> **What you need to do**
A single number is the answer: the count of lines in the records that hold the word "vegetation".

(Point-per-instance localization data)
※ ※ ※
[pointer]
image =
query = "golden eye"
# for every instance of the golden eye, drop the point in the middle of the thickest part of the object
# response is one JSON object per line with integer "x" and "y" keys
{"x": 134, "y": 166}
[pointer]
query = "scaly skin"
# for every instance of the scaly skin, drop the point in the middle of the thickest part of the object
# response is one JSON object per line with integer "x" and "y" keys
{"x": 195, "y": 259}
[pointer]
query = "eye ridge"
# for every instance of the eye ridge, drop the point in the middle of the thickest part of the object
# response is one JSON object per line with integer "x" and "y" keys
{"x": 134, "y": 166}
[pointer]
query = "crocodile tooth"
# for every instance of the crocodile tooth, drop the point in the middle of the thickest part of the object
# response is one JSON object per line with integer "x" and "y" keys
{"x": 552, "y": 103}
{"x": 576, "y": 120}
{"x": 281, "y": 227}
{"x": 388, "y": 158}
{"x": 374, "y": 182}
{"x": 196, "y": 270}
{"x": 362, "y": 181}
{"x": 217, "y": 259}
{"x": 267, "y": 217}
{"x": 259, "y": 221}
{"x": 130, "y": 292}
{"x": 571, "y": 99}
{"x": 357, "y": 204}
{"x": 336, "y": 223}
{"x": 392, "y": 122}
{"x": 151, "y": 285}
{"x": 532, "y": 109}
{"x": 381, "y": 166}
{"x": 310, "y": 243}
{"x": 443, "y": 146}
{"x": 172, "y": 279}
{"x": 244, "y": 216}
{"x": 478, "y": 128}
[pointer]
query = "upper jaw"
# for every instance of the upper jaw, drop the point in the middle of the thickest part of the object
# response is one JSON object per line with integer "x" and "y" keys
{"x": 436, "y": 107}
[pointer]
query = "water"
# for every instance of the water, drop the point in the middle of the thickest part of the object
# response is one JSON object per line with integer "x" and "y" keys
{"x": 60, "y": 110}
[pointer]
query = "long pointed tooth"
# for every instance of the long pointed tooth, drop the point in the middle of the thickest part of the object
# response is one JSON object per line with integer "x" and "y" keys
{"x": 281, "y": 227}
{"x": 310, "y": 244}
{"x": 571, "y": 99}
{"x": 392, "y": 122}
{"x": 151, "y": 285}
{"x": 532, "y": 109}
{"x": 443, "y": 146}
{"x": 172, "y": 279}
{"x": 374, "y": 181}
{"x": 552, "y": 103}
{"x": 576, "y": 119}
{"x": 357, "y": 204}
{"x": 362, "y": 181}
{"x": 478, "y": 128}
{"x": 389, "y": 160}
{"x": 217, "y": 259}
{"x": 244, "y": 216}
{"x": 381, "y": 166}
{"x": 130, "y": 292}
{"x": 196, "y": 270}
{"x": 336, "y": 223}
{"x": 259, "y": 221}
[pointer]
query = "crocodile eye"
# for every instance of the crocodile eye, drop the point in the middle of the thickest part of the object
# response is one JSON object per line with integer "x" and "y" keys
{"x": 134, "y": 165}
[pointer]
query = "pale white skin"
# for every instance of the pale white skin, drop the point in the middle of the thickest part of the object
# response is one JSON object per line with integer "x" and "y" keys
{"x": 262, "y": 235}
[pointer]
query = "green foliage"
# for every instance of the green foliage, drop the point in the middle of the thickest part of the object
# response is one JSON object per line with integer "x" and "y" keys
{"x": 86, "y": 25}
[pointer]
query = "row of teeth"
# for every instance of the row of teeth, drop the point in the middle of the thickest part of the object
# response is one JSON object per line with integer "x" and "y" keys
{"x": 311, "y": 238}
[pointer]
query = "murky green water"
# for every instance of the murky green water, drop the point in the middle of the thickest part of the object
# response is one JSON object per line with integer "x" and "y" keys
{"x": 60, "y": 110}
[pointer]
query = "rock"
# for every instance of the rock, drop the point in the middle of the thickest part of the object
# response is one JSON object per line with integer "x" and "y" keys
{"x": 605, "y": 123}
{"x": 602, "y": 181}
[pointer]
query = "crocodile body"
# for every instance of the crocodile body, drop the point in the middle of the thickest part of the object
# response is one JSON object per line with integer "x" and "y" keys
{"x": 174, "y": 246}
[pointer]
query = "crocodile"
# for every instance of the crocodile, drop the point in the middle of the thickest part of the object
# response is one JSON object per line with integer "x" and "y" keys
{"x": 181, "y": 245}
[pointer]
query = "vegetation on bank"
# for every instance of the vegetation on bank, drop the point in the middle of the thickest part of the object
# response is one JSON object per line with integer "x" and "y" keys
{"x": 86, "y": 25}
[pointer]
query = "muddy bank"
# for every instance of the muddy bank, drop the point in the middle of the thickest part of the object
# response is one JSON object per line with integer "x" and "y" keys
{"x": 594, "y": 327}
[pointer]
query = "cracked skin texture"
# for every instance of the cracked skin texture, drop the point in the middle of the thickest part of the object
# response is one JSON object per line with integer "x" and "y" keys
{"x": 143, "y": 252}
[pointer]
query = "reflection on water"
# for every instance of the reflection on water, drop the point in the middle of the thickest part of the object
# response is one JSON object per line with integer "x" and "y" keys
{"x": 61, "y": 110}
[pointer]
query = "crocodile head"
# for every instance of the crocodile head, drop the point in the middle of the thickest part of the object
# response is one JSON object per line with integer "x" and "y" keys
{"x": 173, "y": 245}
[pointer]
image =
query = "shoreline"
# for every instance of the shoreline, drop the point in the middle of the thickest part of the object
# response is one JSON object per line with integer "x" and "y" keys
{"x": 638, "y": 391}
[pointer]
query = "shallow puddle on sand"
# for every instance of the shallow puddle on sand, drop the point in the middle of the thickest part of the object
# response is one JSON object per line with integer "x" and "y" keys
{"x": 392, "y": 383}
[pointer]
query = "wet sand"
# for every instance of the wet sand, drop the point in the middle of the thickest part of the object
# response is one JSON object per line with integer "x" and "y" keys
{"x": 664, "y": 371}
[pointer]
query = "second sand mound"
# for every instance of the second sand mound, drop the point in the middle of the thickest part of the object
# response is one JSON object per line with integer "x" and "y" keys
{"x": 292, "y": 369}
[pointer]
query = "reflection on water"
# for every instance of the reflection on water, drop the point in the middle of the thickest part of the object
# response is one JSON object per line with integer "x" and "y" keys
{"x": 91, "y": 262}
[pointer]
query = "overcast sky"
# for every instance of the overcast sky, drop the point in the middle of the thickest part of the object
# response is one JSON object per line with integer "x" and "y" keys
※ ※ ※
> **Output for this exercise**
2